Saved entries:
++++++++++++++++++++

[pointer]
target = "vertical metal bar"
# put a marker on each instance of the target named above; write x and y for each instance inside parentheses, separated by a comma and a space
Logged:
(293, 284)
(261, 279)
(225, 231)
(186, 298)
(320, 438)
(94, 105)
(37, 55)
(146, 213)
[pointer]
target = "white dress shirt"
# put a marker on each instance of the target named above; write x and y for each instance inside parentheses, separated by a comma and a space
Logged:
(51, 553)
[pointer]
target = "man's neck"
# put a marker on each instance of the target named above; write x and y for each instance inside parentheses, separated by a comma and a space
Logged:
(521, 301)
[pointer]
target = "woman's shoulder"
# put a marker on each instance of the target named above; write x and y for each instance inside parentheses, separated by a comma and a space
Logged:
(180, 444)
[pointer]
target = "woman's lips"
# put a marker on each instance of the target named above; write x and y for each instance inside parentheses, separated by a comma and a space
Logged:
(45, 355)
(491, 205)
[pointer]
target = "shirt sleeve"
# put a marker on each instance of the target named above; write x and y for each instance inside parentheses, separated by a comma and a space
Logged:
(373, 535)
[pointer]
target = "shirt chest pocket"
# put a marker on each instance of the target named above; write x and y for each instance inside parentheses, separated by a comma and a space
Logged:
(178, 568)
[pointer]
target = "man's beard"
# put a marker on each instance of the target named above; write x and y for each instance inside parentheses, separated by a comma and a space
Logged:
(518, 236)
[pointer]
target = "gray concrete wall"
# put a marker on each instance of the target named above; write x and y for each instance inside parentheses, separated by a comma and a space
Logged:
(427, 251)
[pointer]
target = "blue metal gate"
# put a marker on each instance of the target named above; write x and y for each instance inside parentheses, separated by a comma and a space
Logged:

++++++++++++++++++++

- EXERCISE DESCRIPTION:
For every entry in the records above, write an exact copy.

- OUTPUT OF THE TASK:
[pointer]
target = "vertical metal bar"
# put a marker on each instance of the target named above; write x and y for each instance inside parentheses, separated by a comma and a space
Logged:
(293, 284)
(261, 279)
(225, 231)
(186, 298)
(320, 438)
(94, 105)
(37, 55)
(146, 213)
[pointer]
target = "white dress shirt"
# put a marker on each instance of the target named above; write x and y for each instance inside parentheses, separated by a comma and a space
Logged:
(51, 553)
[pointer]
target = "man's neck"
# put a marker on each instance of the target named above; write x and y for each instance inside parentheses, separated by a comma and a space
Logged:
(521, 301)
[pointer]
target = "woman's shoulder"
# put a marker on each instance of the target named above; write x and y for each instance inside parentheses, separated by a comma and a space
Logged:
(180, 444)
[pointer]
target = "woman's lips"
# put a marker on each instance of the target named above; write x and y for each instance inside parentheses, separated by a comma and a space
Logged:
(45, 355)
(491, 205)
[pointer]
target = "shirt sleeve"
# put a marker on each instance of the target named above; write x and y for each instance inside parentheses, separated by a comma and a space
Logged:
(373, 535)
[pointer]
target = "shirt chest pocket"
# put a marker on each instance of the target named above; write x and y for each instance inside parentheses, separated by a comma and a space
Logged:
(178, 568)
[pointer]
target = "man's beard"
# put a marker on each instance of the target named above; write x and y for each instance inside parentheses, separated by a comma and a space
Logged:
(518, 236)
[pointer]
target = "gray concrete wall"
# put a marker on each instance of the target named above; write x and y for each instance inside parentheses, separated by a comma and a space
Logged:
(427, 251)
[pointer]
target = "blue metal gate"
# put a marker on each instance of the target named above; write x and y for each instance inside parentheses, separated by a comma and a space
Logged:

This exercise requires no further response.